Short exercise - Which lines in the items below contain the word "brown"? Copy each of them in full.

Supplied records -
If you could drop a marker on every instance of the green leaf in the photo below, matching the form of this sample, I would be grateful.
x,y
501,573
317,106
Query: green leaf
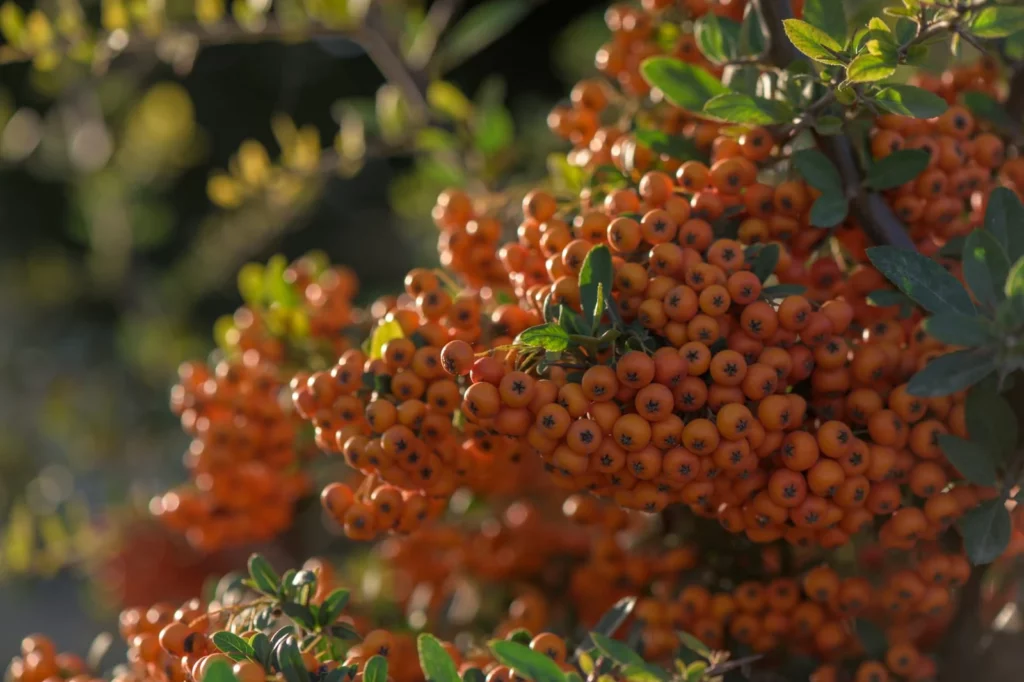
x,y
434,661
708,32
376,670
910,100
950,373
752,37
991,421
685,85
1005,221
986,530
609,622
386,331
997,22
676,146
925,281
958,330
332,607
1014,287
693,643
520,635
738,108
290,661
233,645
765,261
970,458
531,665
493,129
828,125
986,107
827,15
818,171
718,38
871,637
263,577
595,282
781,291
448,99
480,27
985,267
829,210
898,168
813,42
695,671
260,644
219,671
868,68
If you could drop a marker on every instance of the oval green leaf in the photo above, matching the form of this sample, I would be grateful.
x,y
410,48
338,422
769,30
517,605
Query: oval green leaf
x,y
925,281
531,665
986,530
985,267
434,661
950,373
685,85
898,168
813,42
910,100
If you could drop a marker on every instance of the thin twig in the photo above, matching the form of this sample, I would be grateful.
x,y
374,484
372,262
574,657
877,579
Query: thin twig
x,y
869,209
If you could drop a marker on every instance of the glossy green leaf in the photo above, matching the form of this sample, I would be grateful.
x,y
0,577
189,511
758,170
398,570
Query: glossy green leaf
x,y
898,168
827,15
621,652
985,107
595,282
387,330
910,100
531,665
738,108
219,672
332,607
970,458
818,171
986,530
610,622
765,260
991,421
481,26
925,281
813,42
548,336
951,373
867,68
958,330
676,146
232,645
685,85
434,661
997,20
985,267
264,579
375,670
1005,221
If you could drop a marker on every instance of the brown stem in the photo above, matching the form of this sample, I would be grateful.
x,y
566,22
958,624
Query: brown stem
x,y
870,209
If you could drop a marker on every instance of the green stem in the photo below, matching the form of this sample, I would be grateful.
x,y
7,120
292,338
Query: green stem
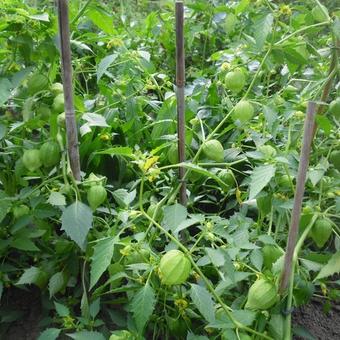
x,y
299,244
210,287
--
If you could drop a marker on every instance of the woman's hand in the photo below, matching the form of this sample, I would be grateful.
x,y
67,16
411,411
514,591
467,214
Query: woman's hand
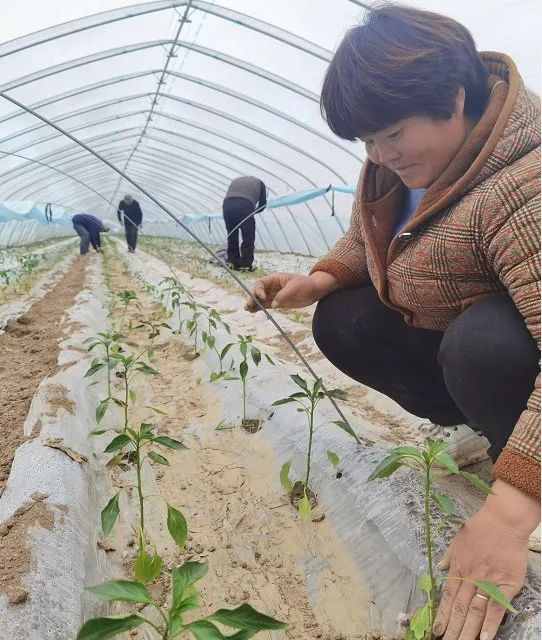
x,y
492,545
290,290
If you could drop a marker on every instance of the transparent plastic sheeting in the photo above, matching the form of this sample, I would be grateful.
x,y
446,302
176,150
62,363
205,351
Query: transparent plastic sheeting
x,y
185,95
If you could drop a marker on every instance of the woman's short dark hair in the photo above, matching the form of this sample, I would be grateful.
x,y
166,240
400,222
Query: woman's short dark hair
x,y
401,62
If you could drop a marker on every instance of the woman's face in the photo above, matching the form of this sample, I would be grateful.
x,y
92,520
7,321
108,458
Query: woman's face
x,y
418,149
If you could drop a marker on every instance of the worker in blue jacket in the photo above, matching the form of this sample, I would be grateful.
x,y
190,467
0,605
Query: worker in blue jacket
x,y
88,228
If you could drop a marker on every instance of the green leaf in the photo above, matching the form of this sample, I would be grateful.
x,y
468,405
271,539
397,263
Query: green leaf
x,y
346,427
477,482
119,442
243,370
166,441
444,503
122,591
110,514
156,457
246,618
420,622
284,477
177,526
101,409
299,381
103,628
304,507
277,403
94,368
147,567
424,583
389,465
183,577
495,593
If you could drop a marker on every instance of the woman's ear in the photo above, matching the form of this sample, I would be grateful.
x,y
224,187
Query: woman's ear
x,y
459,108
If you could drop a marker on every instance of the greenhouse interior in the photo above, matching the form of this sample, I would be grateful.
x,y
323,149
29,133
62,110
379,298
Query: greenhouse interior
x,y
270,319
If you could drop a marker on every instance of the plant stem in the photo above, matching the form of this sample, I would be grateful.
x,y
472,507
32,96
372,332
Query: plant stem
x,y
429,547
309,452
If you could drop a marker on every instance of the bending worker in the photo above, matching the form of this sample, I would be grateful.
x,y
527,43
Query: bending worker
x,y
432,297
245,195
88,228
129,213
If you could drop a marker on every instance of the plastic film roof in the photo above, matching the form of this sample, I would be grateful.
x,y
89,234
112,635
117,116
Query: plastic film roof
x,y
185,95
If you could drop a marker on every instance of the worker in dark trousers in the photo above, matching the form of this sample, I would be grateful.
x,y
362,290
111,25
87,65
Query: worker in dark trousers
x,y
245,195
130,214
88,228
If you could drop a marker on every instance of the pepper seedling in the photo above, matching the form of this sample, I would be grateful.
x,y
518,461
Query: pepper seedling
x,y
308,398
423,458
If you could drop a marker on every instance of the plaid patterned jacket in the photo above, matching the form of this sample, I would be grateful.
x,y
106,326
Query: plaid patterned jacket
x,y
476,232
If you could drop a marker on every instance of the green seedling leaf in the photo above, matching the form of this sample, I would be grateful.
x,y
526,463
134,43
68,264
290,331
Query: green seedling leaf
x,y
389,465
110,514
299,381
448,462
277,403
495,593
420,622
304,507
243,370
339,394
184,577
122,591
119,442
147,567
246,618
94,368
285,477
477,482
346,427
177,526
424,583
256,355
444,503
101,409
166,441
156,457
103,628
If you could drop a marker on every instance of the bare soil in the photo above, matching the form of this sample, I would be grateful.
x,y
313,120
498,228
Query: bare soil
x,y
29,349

The solution -
If you could drop a marker on every instance of the brown stem in the photo above, matching the form of this sample, I would be grateful.
Query: brown stem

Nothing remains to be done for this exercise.